What is asked: Add 80 to every bounding-box coordinate in the answers within the stretch from the line containing "bark in this photo and return bounding boxes" through the line containing "top-left (262, 9), bottom-right (356, 44)". Give all of those lines again, the request lines included.

Entries for images with named regions:
:::
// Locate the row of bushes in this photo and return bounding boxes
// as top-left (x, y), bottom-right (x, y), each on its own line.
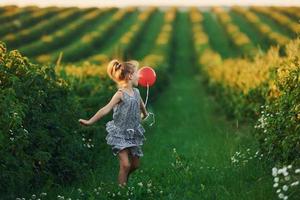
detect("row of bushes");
top-left (199, 39), bottom-right (300, 164)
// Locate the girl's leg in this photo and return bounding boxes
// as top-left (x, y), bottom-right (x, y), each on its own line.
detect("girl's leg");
top-left (127, 154), bottom-right (140, 181)
top-left (118, 148), bottom-right (131, 186)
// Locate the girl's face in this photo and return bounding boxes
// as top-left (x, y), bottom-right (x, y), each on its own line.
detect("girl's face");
top-left (129, 70), bottom-right (140, 86)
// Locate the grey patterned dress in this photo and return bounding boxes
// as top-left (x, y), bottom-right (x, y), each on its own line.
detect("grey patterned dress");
top-left (105, 87), bottom-right (146, 157)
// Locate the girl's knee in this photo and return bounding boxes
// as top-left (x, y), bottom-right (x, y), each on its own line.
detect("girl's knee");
top-left (120, 161), bottom-right (131, 170)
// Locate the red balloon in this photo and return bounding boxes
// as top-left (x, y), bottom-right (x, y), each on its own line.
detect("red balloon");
top-left (138, 66), bottom-right (156, 87)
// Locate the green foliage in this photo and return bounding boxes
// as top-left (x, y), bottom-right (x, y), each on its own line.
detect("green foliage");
top-left (0, 43), bottom-right (92, 198)
top-left (255, 65), bottom-right (300, 163)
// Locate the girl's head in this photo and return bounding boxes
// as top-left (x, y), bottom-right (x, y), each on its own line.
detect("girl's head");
top-left (107, 59), bottom-right (139, 86)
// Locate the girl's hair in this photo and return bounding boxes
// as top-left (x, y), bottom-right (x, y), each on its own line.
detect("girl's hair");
top-left (107, 59), bottom-right (139, 83)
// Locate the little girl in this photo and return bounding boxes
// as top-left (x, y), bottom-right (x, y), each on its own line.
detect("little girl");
top-left (79, 59), bottom-right (148, 186)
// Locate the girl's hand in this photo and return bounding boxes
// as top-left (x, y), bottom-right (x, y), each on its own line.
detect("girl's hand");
top-left (78, 119), bottom-right (91, 126)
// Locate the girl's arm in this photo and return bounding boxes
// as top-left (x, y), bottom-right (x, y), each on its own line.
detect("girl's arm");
top-left (140, 98), bottom-right (148, 119)
top-left (79, 91), bottom-right (122, 125)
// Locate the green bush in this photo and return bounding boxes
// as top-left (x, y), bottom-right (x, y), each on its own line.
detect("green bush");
top-left (255, 62), bottom-right (300, 164)
top-left (0, 42), bottom-right (90, 199)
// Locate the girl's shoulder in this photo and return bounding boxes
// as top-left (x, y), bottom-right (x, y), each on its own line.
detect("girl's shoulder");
top-left (133, 87), bottom-right (140, 93)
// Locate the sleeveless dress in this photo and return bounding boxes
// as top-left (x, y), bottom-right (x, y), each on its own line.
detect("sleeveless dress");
top-left (105, 87), bottom-right (146, 157)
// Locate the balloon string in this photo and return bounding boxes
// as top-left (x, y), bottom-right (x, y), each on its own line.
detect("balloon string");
top-left (145, 83), bottom-right (149, 107)
top-left (145, 83), bottom-right (155, 126)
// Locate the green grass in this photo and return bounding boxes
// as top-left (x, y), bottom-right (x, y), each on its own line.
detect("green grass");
top-left (17, 13), bottom-right (276, 200)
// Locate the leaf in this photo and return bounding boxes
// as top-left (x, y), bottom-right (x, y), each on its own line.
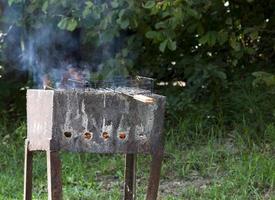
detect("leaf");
top-left (199, 31), bottom-right (217, 47)
top-left (217, 30), bottom-right (228, 45)
top-left (42, 1), bottom-right (49, 13)
top-left (143, 0), bottom-right (156, 9)
top-left (120, 19), bottom-right (130, 29)
top-left (145, 31), bottom-right (158, 39)
top-left (207, 31), bottom-right (217, 47)
top-left (155, 22), bottom-right (167, 29)
top-left (167, 39), bottom-right (177, 51)
top-left (57, 17), bottom-right (78, 31)
top-left (111, 0), bottom-right (119, 8)
top-left (159, 39), bottom-right (168, 53)
top-left (229, 35), bottom-right (241, 51)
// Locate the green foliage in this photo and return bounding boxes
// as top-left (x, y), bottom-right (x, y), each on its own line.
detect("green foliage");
top-left (2, 0), bottom-right (275, 130)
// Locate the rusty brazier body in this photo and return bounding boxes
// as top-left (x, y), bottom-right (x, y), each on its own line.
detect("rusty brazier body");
top-left (24, 89), bottom-right (165, 200)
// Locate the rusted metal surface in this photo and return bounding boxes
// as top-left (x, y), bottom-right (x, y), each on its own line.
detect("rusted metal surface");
top-left (27, 89), bottom-right (165, 153)
top-left (24, 88), bottom-right (165, 200)
top-left (24, 140), bottom-right (33, 200)
top-left (146, 148), bottom-right (163, 200)
top-left (47, 150), bottom-right (62, 200)
top-left (124, 154), bottom-right (136, 200)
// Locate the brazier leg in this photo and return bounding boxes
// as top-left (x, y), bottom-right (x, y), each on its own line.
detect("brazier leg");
top-left (47, 150), bottom-right (62, 200)
top-left (24, 140), bottom-right (33, 200)
top-left (146, 150), bottom-right (163, 200)
top-left (124, 154), bottom-right (136, 200)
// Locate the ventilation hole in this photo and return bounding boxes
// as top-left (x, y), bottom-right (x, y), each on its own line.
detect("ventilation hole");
top-left (119, 132), bottom-right (126, 140)
top-left (102, 132), bottom-right (110, 140)
top-left (139, 133), bottom-right (145, 138)
top-left (64, 131), bottom-right (72, 138)
top-left (84, 132), bottom-right (93, 140)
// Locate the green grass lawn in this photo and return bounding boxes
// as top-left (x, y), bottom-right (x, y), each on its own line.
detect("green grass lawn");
top-left (0, 121), bottom-right (275, 200)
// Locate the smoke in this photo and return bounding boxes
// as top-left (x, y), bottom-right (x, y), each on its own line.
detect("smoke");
top-left (1, 0), bottom-right (128, 88)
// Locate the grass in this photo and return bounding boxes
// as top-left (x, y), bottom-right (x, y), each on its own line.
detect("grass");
top-left (0, 80), bottom-right (275, 200)
top-left (0, 119), bottom-right (275, 200)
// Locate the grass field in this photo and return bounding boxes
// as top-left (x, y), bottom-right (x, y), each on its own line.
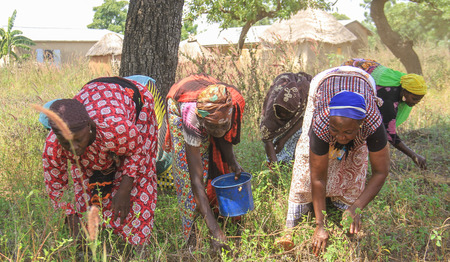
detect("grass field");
top-left (0, 42), bottom-right (450, 261)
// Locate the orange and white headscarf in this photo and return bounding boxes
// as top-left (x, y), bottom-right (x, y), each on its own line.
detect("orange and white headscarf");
top-left (196, 84), bottom-right (233, 124)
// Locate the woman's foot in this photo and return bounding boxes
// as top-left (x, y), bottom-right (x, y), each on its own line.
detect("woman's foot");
top-left (274, 233), bottom-right (295, 251)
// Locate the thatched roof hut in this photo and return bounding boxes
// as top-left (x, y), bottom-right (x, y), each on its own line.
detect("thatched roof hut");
top-left (86, 33), bottom-right (123, 75)
top-left (262, 9), bottom-right (356, 45)
top-left (261, 9), bottom-right (357, 74)
top-left (178, 37), bottom-right (212, 63)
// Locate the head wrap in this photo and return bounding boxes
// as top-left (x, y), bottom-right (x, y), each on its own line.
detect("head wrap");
top-left (259, 72), bottom-right (312, 141)
top-left (400, 74), bottom-right (427, 96)
top-left (196, 84), bottom-right (233, 124)
top-left (39, 99), bottom-right (59, 129)
top-left (329, 91), bottom-right (366, 120)
top-left (49, 99), bottom-right (91, 132)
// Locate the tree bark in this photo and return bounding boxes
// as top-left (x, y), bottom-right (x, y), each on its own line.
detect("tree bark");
top-left (119, 0), bottom-right (184, 97)
top-left (370, 0), bottom-right (422, 75)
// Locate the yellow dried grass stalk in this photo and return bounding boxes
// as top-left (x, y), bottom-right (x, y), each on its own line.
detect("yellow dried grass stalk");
top-left (31, 104), bottom-right (73, 140)
top-left (88, 205), bottom-right (100, 241)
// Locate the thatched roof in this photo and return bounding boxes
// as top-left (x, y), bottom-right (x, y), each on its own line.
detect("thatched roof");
top-left (178, 37), bottom-right (211, 60)
top-left (86, 33), bottom-right (123, 56)
top-left (262, 9), bottom-right (356, 44)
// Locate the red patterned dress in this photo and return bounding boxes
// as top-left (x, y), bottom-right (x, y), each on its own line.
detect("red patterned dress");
top-left (43, 81), bottom-right (158, 245)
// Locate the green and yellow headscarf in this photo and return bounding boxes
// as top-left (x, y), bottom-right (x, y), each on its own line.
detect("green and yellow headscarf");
top-left (196, 84), bottom-right (233, 124)
top-left (400, 74), bottom-right (427, 96)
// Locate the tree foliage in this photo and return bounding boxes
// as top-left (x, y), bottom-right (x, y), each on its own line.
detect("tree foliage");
top-left (370, 0), bottom-right (422, 75)
top-left (0, 10), bottom-right (34, 64)
top-left (385, 0), bottom-right (450, 42)
top-left (187, 0), bottom-right (328, 50)
top-left (362, 0), bottom-right (450, 43)
top-left (87, 0), bottom-right (128, 34)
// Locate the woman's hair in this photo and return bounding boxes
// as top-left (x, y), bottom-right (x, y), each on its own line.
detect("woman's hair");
top-left (49, 99), bottom-right (91, 132)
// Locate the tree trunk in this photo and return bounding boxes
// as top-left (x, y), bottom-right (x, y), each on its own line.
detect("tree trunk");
top-left (120, 0), bottom-right (184, 97)
top-left (370, 0), bottom-right (422, 75)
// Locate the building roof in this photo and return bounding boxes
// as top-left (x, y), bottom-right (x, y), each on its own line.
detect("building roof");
top-left (6, 27), bottom-right (117, 42)
top-left (262, 9), bottom-right (357, 44)
top-left (178, 38), bottom-right (211, 61)
top-left (338, 20), bottom-right (373, 35)
top-left (195, 25), bottom-right (270, 46)
top-left (86, 33), bottom-right (123, 56)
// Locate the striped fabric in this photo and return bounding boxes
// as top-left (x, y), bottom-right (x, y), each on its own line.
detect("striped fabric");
top-left (312, 67), bottom-right (382, 146)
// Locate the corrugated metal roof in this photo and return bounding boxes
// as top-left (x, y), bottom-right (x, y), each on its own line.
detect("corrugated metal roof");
top-left (2, 27), bottom-right (118, 42)
top-left (195, 25), bottom-right (270, 46)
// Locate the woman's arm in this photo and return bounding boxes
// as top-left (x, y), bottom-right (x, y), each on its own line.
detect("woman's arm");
top-left (343, 145), bottom-right (390, 234)
top-left (186, 144), bottom-right (226, 248)
top-left (309, 150), bottom-right (328, 255)
top-left (216, 137), bottom-right (244, 180)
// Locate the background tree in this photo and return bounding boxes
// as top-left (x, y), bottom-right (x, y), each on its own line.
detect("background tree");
top-left (0, 10), bottom-right (34, 64)
top-left (188, 0), bottom-right (328, 50)
top-left (332, 12), bottom-right (350, 20)
top-left (370, 0), bottom-right (422, 75)
top-left (87, 0), bottom-right (128, 34)
top-left (120, 0), bottom-right (184, 97)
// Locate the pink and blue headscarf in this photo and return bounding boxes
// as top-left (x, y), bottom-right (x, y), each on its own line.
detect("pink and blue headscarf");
top-left (329, 91), bottom-right (367, 120)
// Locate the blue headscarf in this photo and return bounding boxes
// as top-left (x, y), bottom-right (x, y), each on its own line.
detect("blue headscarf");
top-left (329, 91), bottom-right (366, 120)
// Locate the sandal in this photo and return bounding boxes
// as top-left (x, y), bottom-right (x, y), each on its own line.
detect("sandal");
top-left (274, 234), bottom-right (295, 251)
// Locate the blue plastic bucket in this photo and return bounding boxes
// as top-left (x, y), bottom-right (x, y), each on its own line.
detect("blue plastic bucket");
top-left (211, 172), bottom-right (255, 217)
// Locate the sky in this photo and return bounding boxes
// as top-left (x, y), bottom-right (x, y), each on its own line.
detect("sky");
top-left (0, 0), bottom-right (364, 28)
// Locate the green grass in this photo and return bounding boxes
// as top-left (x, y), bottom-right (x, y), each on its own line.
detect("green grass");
top-left (0, 45), bottom-right (450, 261)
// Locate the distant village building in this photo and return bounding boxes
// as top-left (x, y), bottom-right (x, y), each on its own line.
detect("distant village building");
top-left (262, 9), bottom-right (357, 73)
top-left (86, 33), bottom-right (123, 75)
top-left (14, 27), bottom-right (117, 64)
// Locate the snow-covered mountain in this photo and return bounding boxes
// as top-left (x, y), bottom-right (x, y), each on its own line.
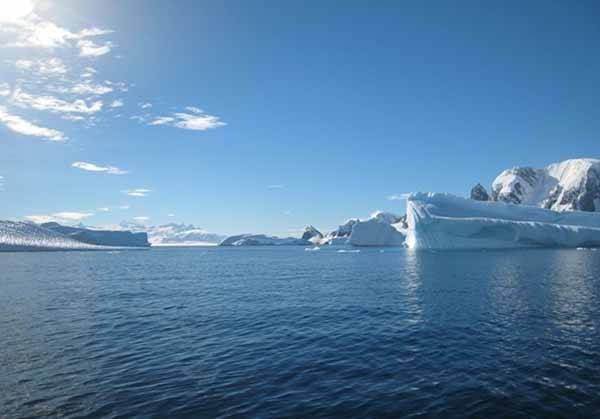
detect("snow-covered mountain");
top-left (120, 222), bottom-right (225, 246)
top-left (0, 221), bottom-right (103, 252)
top-left (491, 159), bottom-right (600, 215)
top-left (220, 234), bottom-right (313, 246)
top-left (406, 193), bottom-right (600, 249)
top-left (317, 211), bottom-right (406, 246)
top-left (41, 222), bottom-right (150, 247)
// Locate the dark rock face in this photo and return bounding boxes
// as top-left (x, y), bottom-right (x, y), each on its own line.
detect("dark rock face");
top-left (471, 183), bottom-right (490, 201)
top-left (302, 226), bottom-right (323, 240)
top-left (42, 223), bottom-right (150, 247)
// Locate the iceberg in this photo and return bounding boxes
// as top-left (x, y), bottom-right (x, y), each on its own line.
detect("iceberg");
:::
Result:
// Locate the tree bark in this photo and return bounding boxes
// as top-left (x, y), bottom-right (x, y), each on its own line.
detect("tree bark");
top-left (199, 80), bottom-right (264, 177)
top-left (450, 80), bottom-right (502, 155)
// Locate the yellow dried grass stalk in this photo and return bounding boxes
// as top-left (x, y), bottom-right (x, y), each on its own line.
detect("yellow dried grass stalk");
top-left (111, 184), bottom-right (153, 220)
top-left (168, 285), bottom-right (180, 321)
// Locate the thatched roof in this photo and return bounding boxes
// as top-left (x, y), bottom-right (x, y), each on its own line.
detect("thatched roof");
top-left (258, 117), bottom-right (291, 140)
top-left (166, 113), bottom-right (203, 136)
top-left (342, 89), bottom-right (436, 124)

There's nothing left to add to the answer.